## Activity:
In the records below, find each line holding the word "tompkins" and copy it.

Referring expression data
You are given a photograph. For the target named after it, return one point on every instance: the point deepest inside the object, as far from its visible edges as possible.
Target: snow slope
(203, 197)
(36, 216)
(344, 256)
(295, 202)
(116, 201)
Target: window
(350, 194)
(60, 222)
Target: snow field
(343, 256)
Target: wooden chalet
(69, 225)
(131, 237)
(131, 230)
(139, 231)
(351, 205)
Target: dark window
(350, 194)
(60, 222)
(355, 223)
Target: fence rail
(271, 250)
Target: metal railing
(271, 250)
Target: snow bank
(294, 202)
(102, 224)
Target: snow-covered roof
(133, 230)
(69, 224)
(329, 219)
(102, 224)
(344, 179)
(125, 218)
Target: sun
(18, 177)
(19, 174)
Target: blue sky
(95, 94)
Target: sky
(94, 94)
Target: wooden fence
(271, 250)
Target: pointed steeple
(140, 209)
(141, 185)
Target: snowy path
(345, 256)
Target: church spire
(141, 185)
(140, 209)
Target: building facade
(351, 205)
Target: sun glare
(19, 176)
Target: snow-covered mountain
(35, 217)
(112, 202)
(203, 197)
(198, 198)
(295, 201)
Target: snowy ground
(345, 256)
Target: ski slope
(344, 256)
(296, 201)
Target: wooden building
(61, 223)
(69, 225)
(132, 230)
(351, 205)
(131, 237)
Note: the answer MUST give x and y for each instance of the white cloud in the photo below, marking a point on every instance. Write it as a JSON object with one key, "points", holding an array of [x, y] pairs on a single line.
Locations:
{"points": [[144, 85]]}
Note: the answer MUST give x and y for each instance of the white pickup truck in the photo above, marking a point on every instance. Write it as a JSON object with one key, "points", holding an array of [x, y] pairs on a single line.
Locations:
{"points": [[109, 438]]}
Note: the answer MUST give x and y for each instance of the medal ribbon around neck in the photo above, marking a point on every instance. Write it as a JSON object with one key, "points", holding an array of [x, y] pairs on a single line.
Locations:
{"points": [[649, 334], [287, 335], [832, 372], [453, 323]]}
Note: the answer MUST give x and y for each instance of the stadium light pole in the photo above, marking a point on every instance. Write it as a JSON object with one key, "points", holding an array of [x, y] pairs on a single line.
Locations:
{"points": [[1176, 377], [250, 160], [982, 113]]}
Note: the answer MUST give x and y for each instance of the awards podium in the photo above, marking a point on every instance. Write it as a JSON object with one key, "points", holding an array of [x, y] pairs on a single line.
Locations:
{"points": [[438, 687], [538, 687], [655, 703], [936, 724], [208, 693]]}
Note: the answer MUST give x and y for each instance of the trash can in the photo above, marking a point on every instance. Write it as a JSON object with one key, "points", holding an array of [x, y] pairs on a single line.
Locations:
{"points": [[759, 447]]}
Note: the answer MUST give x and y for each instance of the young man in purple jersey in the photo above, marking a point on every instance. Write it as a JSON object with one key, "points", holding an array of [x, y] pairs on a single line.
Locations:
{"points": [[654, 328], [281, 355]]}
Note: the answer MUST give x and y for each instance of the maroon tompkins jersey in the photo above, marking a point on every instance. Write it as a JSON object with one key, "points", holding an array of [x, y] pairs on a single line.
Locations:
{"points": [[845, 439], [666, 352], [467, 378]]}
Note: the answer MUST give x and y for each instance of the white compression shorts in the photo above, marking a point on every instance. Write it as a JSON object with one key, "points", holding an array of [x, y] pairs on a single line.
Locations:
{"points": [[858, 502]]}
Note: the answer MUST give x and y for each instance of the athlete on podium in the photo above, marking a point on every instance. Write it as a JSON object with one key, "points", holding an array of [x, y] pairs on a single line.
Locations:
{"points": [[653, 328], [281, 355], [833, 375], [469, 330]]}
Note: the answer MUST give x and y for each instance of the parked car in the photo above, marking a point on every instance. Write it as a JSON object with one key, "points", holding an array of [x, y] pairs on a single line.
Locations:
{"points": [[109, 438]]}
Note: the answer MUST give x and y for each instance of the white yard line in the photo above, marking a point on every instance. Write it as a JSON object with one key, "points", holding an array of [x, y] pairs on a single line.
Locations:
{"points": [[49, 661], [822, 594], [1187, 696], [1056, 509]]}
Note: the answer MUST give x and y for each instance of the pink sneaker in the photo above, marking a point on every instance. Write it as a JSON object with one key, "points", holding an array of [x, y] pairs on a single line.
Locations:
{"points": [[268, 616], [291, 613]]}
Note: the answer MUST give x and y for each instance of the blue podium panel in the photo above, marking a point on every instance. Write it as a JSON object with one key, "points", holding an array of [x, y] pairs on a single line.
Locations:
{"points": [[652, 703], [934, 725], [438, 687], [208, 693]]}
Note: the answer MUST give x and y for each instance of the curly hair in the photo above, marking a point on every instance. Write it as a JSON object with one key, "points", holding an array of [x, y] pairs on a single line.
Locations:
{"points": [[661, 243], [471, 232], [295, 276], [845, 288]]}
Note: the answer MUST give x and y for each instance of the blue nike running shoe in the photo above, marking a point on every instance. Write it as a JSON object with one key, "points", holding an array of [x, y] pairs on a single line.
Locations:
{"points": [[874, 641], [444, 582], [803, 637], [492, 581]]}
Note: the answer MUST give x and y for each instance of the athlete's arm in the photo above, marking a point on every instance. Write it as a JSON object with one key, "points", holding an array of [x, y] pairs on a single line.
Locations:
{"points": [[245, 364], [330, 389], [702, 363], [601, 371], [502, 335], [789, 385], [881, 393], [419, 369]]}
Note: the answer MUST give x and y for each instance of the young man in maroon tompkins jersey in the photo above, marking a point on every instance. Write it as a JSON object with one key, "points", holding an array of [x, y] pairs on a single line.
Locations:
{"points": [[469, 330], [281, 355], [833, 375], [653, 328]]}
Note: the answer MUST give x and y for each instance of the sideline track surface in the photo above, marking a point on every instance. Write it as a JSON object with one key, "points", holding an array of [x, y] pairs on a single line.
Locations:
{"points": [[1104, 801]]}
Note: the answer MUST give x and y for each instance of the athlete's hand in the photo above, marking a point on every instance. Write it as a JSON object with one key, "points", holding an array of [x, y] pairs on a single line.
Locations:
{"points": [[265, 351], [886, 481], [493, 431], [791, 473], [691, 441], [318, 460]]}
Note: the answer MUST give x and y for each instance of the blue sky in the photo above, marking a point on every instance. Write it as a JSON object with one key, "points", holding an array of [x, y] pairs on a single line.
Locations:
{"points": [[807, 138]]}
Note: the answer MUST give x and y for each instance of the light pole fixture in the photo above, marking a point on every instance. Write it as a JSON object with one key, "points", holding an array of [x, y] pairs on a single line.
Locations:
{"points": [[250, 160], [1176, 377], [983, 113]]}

## Response for this exercise:
Note: the answer MUST give x and y for each instance of the maroon tompkins jersey in the photo above, marking a point on every instance. Write it as a JSON object with one key, "points", holding an array of [x, y] pairs on a single line.
Note: the answer MUST give x and y for each instance of the young man in maroon tompkins jersey in the photo above, marking a point on every instance. Write it as a JSON object with one key, "points", holding an array of [x, y] pairs on a single line.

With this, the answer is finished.